======== PASSAGE SHOWN
The task of jurisprudence for legal realists is a practical aim to ensure that judicial decision making promotes social welfare and increases the predictability of legal outcomes. This focus on the functional effects of judicial decision making requires sufficient knowledge of the social sciences to enable judges to understand social policy implications when fashioning legal remedies.
Legal realism has dominated judicial decision making in most areas of the family law jurisprudence, however, it reflects the law’s inconsistency with families’ real life experiences and with relevant social science research in child development and family relations. Historically, judges have attempted to fashion morality in the determination of family legal issues rather than to devise legal remedies that accommodate how families live. This approach to decision making must change if family law jurisprudence is to effectuate the well-being of families and children. A new approach to family law jurisprudence can assist decision makers to account for the realities of families’ lives when determining family legal issues.
================
======== RECORD LIST
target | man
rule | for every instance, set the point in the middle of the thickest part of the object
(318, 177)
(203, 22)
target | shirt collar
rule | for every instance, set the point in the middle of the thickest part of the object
================
#### WORK INSTRUCTIONS:
- 1) In the passage on legal realism, what must judges know enough about to understand the social policy implications of the legal remedies they fashion?
- 2) Echo the stretch of the passage on legal realism from "The task of" through "fashioning legal remedies.".
You can leave the records aside; they aren't needed.

#### RESULTS OF THE TASKS:
- 1) The social sciences.

- 2)
The task of jurisprudence for legal realists is a practical aim to ensure that judicial decision making promotes social welfare and increases the predictability of legal outcomes. This focus on the functional effects of judicial decision making requires sufficient knowledge of the social sciences to enable judges to understand social policy implications when fashioning legal remedies.